— Start of Exercise material —

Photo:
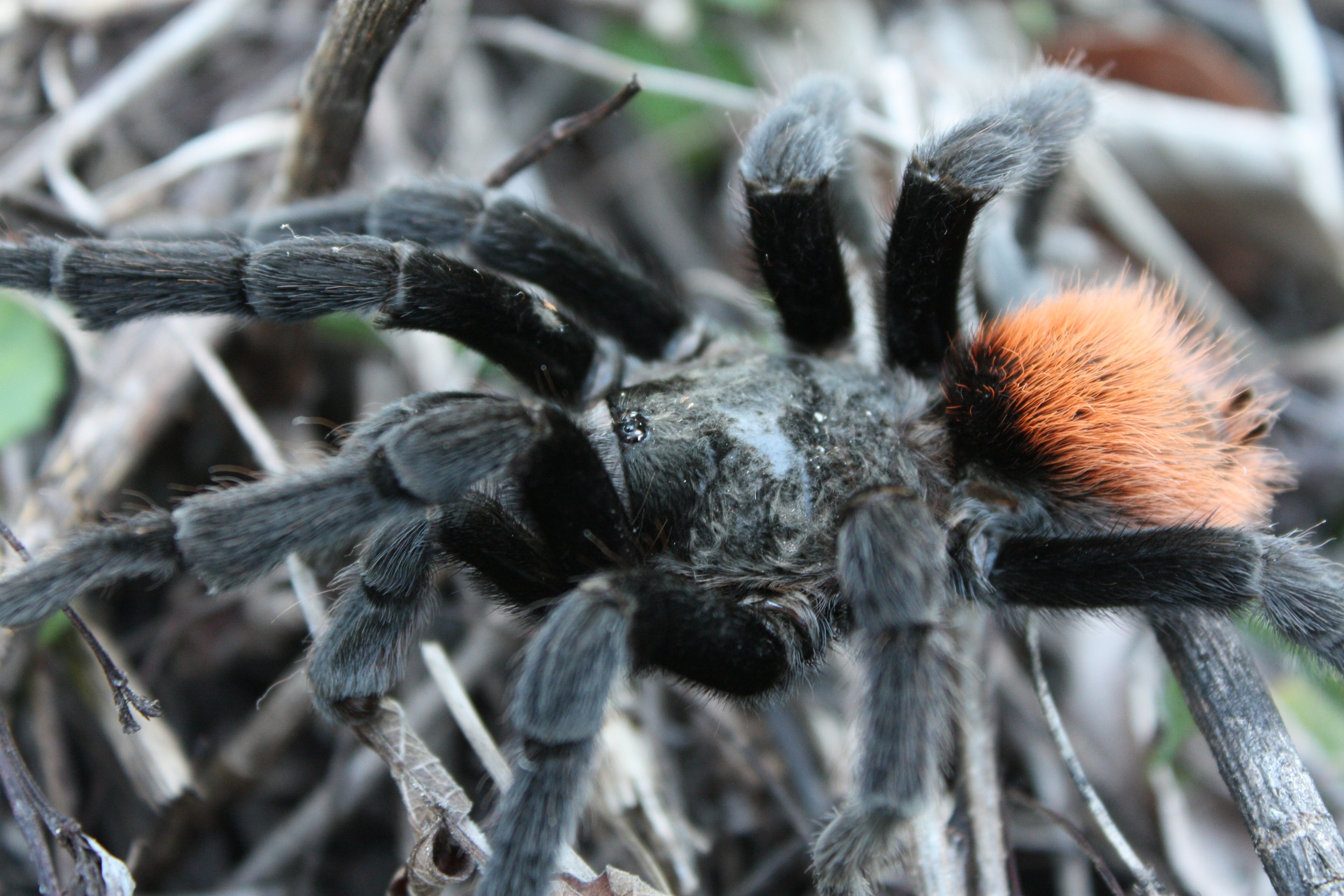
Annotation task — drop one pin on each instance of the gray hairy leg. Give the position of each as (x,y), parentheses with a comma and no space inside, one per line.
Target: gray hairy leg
(140,547)
(383,601)
(424,450)
(418,453)
(108,283)
(796,171)
(511,237)
(1181,569)
(613,622)
(558,708)
(894,575)
(947,183)
(514,238)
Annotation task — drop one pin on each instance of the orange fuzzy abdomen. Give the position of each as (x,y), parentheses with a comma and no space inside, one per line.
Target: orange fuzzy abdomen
(1105,397)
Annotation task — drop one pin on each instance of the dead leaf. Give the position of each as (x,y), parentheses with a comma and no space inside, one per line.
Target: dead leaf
(448,844)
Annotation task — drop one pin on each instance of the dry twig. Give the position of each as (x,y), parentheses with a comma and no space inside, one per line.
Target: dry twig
(1138,867)
(1293,833)
(338,87)
(561,132)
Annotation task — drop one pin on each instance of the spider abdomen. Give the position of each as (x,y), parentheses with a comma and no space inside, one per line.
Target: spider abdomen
(1114,406)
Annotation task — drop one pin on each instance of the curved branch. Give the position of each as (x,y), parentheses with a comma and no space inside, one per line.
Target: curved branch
(1293,833)
(335,95)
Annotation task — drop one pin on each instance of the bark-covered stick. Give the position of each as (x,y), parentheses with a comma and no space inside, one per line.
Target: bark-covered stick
(335,95)
(1293,833)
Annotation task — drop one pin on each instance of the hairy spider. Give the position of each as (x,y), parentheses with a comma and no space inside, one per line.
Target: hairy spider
(690,504)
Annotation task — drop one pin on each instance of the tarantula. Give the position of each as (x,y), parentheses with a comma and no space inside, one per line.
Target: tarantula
(689,504)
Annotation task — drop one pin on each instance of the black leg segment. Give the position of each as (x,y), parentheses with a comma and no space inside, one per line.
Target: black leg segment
(522,241)
(947,183)
(111,283)
(793,163)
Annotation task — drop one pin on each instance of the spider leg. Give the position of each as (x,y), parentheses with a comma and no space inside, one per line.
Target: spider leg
(947,183)
(793,166)
(385,598)
(432,213)
(1181,569)
(514,238)
(604,628)
(894,575)
(424,450)
(109,283)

— End of Exercise material —

◆ Set task ◆
Put the entries above into a two-column CSV with the columns "instruction" and "points", one row per entry, with the entry's text and its answer each in a single quoted field and all line breaks replaced by spaces. Omit the pictures.

◆ Finished task ◆
instruction,points
"Photo: Annotation task — drop one pin on each instance of the gray hairy leg. Give the position of each as (x,y), parentheses with a comma and no space inside, one per line. Target: gray hairy leg","(140,547) (383,601) (424,450) (418,453) (108,283) (796,171) (511,237) (1181,569) (613,622) (558,708) (894,575) (947,183) (514,238)"
"Annotation task — drop one pin on each instance of the orange fuzzy abdomen. Give the position of each as (x,y), parentheses with a comma and no space inside, one per line. Target: orange fuzzy abdomen","(1105,397)"
"Annotation task — drop one pin on each instance of the dead leaf. Give the position of each as (x,y), parentheses with a comma and no space inside, one per line. Target: dead leaf","(448,844)"
"Annotation task — drop one pin on each instance of the dry twig. Give the position of each as (x,y), parentheses with a comma and no space inside, one per line. Target: dry twig","(1138,867) (1293,833) (338,87) (561,132)"
"Annotation task — drop one pin on each instance of the spider abdomen. Give the position of each as (x,y), parentheses with a comma and no space inside, one per line. Target: spider abdomen","(1114,406)"
"Annotation task — drop one pin on each instance of the curved branch. Give the position of each as (x,y), parentheses with a comma and no space inside, one per line. Target: curved branch","(1293,833) (335,95)"
"Annotation task — drop one pin on each instance of the bark-covered stick. Give the position of each as (x,y), parentheses with a comma and no space inside, one per line. Target: bark-covered stick","(335,95) (1293,833)"
"Annotation task — drop one pin on each instance of the hairy spider. Give the position of each as (x,y), parentheses with a comma and no space inside, one per line. Target: hairy spider","(690,504)"
"Annotation task — drop one pin on each instance of the tarantula. Give the position of each as (x,y), parentheses with a comma and no space inside, one per line. Target: tarantula","(689,504)"
"Annotation task — drop one pin on each instance of the black leg segment. Give the position of each as (x,y), parentheses with a comma and no space inside, one per line. Target: black leg segment","(522,241) (947,183) (111,283) (793,163)"
"Annotation task — drop one pin on each instance of the spider leg. Give the position of each as (x,y), parentheses with a comma and no space inside, one per line. Target: spider leg","(947,183) (793,166) (385,598) (432,213) (1181,569) (514,238) (604,628) (894,575) (424,450) (109,283)"